▶
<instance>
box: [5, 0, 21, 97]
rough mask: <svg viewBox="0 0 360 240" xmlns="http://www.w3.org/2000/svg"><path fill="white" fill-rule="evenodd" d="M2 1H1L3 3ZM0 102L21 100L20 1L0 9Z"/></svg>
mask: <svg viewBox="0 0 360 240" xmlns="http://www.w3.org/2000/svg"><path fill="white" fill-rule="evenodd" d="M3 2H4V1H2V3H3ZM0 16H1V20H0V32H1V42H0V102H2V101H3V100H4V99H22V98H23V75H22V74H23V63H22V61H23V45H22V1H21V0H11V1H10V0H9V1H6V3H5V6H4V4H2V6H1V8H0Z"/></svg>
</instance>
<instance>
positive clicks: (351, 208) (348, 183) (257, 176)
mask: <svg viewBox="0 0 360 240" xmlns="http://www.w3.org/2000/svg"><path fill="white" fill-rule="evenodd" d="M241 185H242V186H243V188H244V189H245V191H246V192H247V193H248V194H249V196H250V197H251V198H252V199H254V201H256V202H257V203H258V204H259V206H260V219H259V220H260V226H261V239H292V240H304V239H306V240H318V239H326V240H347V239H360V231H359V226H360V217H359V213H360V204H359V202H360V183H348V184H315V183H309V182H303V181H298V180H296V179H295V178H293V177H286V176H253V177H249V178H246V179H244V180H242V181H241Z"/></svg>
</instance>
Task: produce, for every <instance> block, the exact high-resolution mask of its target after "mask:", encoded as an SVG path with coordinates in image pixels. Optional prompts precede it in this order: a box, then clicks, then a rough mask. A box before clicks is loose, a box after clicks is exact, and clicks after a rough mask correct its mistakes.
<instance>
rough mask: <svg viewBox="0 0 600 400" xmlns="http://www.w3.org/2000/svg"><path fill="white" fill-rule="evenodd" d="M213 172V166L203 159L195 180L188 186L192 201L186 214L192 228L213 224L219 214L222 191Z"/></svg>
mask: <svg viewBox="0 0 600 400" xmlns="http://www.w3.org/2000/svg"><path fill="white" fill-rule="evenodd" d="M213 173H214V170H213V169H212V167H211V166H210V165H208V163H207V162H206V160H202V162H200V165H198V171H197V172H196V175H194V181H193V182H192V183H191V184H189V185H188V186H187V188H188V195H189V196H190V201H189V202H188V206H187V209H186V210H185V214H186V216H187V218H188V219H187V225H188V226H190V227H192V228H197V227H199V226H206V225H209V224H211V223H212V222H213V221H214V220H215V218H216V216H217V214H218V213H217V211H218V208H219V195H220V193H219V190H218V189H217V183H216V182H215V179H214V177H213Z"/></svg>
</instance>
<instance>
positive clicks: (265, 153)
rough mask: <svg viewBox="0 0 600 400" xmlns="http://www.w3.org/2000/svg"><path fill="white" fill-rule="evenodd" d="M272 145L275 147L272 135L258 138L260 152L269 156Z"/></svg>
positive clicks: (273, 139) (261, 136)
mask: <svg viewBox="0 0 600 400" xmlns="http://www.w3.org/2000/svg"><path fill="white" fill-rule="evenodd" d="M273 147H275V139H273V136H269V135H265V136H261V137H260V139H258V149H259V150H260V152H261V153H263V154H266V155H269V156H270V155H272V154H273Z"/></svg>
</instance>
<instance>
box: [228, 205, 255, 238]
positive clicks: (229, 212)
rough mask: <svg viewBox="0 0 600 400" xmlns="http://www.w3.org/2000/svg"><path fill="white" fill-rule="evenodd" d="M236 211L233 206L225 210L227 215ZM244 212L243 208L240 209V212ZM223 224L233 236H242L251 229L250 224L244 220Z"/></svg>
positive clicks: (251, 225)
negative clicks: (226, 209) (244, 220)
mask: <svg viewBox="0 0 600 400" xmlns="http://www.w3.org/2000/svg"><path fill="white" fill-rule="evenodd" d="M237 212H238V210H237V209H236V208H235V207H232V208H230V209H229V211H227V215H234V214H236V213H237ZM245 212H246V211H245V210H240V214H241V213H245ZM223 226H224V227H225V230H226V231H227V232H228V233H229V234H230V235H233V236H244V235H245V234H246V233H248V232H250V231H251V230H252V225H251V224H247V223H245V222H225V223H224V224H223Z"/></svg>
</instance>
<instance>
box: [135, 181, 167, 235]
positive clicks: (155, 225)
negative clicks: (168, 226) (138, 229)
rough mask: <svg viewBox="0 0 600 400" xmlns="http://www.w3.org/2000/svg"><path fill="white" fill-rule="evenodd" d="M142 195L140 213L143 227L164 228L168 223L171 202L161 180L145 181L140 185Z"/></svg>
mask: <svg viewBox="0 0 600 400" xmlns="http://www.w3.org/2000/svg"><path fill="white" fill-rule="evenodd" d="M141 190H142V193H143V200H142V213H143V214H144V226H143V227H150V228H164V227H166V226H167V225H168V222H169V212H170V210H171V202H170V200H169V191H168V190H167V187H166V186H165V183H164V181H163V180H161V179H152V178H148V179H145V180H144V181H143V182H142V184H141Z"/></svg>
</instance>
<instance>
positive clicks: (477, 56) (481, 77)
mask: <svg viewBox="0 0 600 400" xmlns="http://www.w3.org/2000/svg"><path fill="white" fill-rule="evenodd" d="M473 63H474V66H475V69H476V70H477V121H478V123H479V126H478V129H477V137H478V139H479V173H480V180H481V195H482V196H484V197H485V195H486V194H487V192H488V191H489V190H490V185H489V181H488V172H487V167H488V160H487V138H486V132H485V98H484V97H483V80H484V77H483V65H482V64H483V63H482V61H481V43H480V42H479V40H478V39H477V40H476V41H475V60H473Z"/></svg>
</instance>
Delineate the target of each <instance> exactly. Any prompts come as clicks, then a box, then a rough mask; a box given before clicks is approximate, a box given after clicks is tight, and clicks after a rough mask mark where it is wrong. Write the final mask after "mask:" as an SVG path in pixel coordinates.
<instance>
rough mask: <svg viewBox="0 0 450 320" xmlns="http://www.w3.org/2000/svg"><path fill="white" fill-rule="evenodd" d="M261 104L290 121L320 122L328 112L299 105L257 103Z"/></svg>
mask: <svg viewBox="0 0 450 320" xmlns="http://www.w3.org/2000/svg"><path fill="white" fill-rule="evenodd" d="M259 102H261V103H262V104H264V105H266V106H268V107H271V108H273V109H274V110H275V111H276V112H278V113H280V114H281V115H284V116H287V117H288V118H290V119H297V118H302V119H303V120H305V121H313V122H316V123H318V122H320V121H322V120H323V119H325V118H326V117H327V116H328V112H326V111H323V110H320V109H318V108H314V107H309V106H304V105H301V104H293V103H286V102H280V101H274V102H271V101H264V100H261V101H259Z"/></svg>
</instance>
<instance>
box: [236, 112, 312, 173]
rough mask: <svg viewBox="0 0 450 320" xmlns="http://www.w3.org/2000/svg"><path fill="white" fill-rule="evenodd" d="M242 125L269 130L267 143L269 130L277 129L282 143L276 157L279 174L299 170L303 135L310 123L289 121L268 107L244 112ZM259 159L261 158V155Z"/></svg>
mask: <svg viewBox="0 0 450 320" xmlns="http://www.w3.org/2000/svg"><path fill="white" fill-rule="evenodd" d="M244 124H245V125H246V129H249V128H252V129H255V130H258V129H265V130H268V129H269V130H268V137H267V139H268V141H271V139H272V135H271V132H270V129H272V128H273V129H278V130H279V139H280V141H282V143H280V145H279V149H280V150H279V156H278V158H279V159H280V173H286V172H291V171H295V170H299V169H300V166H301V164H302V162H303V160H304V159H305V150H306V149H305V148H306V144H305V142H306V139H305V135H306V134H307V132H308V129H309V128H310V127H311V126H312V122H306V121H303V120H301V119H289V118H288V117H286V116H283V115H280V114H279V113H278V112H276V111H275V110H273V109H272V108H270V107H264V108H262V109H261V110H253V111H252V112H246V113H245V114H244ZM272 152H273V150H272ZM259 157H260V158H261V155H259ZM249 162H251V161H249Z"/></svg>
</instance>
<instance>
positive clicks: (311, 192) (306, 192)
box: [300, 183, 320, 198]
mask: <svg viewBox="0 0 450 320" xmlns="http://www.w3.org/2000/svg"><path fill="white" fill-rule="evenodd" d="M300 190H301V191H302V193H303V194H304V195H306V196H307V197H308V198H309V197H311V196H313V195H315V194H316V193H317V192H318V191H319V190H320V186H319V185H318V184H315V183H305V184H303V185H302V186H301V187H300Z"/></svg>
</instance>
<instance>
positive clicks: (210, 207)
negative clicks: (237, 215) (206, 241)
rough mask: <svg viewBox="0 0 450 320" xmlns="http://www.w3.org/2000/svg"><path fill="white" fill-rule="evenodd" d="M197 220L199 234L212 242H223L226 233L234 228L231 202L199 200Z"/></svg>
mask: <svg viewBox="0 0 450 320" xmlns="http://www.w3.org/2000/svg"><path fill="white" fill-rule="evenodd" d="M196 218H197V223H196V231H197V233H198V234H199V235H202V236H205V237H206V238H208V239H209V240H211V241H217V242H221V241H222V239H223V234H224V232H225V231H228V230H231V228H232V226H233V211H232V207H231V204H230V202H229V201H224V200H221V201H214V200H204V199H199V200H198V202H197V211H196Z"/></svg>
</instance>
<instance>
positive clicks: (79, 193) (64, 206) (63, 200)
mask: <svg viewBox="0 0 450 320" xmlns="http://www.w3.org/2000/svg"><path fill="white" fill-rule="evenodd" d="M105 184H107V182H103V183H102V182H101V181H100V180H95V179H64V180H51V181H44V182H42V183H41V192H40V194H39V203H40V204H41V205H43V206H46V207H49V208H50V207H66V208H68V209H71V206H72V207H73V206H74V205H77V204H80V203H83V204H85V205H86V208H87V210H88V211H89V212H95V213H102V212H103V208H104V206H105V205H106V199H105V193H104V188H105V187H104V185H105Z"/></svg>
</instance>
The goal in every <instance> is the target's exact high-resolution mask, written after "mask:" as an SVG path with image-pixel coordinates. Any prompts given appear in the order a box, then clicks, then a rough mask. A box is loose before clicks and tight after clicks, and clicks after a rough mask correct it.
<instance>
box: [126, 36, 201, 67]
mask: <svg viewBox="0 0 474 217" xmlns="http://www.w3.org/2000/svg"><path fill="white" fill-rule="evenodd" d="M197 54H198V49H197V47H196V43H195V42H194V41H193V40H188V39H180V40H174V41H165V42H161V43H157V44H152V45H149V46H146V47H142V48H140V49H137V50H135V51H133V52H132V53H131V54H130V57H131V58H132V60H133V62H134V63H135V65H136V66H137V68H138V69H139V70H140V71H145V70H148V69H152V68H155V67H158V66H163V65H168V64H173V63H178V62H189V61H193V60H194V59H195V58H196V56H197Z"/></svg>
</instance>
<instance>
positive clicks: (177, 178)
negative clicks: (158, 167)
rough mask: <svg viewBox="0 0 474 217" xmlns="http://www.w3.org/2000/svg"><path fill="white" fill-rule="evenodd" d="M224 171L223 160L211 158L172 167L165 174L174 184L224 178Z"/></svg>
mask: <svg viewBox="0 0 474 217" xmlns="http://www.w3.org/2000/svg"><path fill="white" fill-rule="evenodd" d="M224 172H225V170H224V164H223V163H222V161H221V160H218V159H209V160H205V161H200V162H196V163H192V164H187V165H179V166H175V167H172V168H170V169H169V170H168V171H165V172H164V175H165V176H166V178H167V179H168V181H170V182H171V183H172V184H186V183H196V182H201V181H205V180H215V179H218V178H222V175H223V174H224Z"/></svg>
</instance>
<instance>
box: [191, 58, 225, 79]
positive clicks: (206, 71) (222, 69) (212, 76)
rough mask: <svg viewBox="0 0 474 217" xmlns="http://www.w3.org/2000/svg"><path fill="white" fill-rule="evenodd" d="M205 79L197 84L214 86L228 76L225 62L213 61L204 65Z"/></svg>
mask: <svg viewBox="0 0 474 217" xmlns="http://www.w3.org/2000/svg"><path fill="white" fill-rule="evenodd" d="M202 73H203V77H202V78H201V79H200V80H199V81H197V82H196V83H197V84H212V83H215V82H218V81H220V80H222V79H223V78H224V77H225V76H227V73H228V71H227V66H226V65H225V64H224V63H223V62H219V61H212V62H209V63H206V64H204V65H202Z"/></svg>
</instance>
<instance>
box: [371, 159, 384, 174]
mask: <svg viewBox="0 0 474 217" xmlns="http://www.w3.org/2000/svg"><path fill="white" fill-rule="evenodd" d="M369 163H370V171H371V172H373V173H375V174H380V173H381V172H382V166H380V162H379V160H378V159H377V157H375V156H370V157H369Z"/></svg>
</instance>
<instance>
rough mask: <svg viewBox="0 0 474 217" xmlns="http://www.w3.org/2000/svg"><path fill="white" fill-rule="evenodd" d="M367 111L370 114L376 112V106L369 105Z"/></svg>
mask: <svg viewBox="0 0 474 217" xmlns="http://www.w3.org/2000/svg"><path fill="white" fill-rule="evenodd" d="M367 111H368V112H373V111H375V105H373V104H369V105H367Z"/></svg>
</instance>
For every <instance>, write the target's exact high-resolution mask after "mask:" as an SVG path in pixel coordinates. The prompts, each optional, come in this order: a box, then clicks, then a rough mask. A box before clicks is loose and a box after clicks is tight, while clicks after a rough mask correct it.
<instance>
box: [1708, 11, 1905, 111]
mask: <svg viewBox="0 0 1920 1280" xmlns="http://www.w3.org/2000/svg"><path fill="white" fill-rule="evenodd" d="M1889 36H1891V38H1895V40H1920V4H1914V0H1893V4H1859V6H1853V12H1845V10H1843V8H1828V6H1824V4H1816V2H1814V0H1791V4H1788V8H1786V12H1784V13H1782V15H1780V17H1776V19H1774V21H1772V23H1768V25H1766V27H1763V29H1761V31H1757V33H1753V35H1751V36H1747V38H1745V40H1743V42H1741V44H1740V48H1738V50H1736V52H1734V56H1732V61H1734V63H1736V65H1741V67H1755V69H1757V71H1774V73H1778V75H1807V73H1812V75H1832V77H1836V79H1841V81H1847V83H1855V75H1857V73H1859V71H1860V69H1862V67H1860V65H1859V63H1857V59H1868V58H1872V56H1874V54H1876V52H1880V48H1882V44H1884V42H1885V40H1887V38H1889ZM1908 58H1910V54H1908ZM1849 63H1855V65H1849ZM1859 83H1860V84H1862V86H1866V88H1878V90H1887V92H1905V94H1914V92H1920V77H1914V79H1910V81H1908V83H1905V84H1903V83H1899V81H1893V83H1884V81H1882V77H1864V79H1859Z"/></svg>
◀
* To-do item
How many of the lines above contain the string "this"? Reply with the number alone.

* Expected output
2